• **Directive**
Find each line below that contains the word "white", and copy those lines out.

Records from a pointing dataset
============================================================

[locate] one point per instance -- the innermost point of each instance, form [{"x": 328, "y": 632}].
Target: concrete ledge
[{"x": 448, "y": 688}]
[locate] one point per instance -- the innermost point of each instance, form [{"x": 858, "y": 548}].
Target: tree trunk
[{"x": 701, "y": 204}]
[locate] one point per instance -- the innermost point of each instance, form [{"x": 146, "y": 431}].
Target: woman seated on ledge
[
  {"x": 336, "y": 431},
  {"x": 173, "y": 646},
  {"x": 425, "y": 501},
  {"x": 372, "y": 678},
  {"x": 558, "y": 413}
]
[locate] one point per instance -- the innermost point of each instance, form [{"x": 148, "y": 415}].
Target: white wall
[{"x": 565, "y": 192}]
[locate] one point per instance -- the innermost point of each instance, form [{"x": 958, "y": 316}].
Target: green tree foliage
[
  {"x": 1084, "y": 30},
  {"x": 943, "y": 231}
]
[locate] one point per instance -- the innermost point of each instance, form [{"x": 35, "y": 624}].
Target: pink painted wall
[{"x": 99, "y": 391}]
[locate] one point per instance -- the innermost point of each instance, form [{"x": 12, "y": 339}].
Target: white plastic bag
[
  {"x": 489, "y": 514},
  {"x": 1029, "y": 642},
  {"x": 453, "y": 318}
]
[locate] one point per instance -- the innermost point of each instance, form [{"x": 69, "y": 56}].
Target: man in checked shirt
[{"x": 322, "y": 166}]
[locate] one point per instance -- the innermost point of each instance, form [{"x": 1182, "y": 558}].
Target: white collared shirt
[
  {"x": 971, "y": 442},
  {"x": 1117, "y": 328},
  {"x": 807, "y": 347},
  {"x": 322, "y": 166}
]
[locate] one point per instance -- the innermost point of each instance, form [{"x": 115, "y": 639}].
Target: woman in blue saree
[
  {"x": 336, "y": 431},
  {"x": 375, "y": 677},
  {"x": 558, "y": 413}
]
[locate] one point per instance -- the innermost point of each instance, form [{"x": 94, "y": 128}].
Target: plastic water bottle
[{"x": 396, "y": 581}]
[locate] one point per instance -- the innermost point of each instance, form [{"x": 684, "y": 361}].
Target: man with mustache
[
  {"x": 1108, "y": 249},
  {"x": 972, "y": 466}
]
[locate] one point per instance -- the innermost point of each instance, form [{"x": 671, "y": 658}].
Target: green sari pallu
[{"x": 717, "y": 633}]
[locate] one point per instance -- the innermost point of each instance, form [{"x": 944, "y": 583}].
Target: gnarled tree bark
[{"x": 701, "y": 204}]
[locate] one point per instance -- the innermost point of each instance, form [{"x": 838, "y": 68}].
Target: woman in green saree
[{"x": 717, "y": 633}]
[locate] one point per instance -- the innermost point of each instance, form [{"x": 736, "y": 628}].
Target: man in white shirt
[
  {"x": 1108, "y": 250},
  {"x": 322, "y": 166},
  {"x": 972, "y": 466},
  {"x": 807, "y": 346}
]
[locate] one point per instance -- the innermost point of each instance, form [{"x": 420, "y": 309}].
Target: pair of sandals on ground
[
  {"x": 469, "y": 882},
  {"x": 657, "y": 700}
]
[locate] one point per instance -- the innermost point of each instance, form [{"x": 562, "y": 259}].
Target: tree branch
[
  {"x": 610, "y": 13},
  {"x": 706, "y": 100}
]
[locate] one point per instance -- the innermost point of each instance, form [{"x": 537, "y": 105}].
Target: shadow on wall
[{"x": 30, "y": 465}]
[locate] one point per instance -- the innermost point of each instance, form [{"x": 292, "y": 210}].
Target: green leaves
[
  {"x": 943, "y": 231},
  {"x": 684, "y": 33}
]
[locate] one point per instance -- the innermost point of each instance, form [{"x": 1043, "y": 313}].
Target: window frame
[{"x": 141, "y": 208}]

============================================================

• **Exercise answer**
Target: white wall
Target: white plastic bag
Target: white collared shirt
Target: man in white shirt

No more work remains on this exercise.